_Stated goal 1_:
Name every person the post on building My Health Skills presents as a proponent of rethinking front-end practice.
_Stated goal 2_:
Reproduce word for word the section of the post on building My Health Skills starting with "There’s been a" and going on through "simply wasn’t working.".

_Passage to read_:
═══

Building My Health Skills — Part 3

By Tom,

May 2014

Web Dev
The third post in our series about building My Health Skills for Skills for Health. We revisit our front-end build and how we implemented modular architecture with Sass and BEM. You can also check out our latest blog on BEM here.

Building a modular My Health Skills with BEM and Sass

There’s been a fair bit of discussion in front-end circles recently about CSS architecture. Methodologies such as OOCSS, BEM, SMACSS and various other esoteric acronyms have provided developers with new techniques for building maintainable, scalable front-ends. Proponents including Harry Roberts, Nicole Sullivan and Nicholas Gallagher have demonstrated why we should rethink years of front-end “best-practice”—it simply wasn’t working.

In her talk Our (CSS) Best Practices Are Killing Us, Nicole Sullivan makes a compelling case for revising much of what was previously considered the “right” way of doing things. An important revision, she argues, concerns the use of classes as styling hooks—specifically that we have neglecting them under the guise of avoiding so-called “classitis”.

Separation of Concerns

“Separation of concerns” is a software design principle that describes the act of compartmentalising code into specific “concerns” in order to reduce complexity and increase maintainability. In web development terms, this has been interpreted by keeping our markup as “semantic” as possible (with minimal styling hooks) and letting the CSS and Javascript do the work of providing style and behaviour. This was a reaction to the flagrant abuse of HTML tags that preceded the era of CSS—developers were employing HTML tags for solely presentational purposes, creating documents that made little sense to screen-readers and search engines. Chaos ensued.

═══

_Information provided_:
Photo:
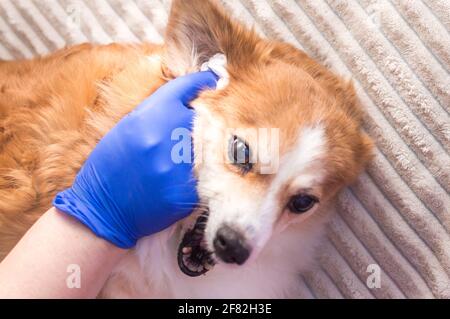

═══

_Task result 1_:
Harry Roberts, Nicole Sullivan, Nicholas Gallagher

_Task result 2_:
There’s been a fair bit of discussion in front-end circles recently about CSS architecture. Methodologies such as OOCSS, BEM, SMACSS and various other esoteric acronyms have provided developers with new techniques for building maintainable, scalable front-ends. Proponents including Harry Roberts, Nicole Sullivan and Nicholas Gallagher have demonstrated why we should rethink years of front-end “best-practice”—it simply wasn’t working.